▶ What the exercise asks:
The answer consists of one number: how many lines of the data below include the string "mustache".

[Source data]
--*--
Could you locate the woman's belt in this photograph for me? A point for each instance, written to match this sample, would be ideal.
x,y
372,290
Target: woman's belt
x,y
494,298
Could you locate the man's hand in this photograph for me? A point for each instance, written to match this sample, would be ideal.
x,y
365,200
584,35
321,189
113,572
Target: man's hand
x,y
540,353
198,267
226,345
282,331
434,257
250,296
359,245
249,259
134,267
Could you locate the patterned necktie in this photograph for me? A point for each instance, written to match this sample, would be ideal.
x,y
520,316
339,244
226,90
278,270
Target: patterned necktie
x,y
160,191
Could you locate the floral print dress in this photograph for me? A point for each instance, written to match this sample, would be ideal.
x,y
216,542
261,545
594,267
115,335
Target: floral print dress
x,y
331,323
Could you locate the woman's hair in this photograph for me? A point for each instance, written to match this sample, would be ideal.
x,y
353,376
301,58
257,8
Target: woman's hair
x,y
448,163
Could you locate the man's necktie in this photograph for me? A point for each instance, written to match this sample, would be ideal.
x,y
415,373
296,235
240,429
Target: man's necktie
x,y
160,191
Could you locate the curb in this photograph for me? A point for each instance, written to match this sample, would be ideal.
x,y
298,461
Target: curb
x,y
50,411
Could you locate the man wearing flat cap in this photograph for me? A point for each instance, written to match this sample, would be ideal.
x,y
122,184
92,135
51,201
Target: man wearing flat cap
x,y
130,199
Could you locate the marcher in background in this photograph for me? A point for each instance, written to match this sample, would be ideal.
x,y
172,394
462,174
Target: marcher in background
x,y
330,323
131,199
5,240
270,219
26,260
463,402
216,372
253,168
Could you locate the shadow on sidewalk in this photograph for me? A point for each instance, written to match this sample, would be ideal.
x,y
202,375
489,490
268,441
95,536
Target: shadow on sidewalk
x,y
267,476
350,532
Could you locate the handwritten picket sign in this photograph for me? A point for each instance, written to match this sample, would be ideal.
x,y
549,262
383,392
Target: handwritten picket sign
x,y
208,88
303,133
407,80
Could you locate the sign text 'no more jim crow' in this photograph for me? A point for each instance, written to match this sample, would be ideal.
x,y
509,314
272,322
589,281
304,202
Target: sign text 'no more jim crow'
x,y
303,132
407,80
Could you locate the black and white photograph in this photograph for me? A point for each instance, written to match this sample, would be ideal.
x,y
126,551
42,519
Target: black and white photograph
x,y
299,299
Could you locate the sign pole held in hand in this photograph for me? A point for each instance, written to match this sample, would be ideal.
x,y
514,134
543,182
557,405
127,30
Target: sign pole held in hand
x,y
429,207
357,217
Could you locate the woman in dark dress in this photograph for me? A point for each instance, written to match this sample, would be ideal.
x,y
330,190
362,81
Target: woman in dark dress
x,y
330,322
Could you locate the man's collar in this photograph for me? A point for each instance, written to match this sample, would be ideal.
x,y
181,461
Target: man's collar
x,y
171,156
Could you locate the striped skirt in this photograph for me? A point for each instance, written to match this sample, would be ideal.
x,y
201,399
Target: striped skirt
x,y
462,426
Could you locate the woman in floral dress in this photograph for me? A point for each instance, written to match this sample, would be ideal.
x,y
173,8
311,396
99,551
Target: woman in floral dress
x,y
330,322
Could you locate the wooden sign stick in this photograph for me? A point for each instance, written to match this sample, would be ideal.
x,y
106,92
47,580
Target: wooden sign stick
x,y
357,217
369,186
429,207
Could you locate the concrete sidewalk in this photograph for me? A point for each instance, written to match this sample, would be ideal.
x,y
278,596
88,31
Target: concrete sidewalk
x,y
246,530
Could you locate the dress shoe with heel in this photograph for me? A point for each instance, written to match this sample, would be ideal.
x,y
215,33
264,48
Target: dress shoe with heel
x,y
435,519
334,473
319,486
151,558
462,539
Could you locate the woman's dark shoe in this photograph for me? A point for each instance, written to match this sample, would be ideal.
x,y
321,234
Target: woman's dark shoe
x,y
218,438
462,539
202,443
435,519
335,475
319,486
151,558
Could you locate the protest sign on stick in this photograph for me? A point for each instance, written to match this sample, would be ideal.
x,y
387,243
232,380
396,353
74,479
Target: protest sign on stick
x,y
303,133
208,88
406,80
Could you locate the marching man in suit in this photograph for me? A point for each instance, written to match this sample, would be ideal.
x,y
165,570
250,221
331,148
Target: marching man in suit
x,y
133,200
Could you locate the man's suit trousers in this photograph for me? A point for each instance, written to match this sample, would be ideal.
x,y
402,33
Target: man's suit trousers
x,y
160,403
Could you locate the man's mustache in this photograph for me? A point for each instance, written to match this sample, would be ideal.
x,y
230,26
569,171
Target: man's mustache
--*--
▶ Solution to the problem:
2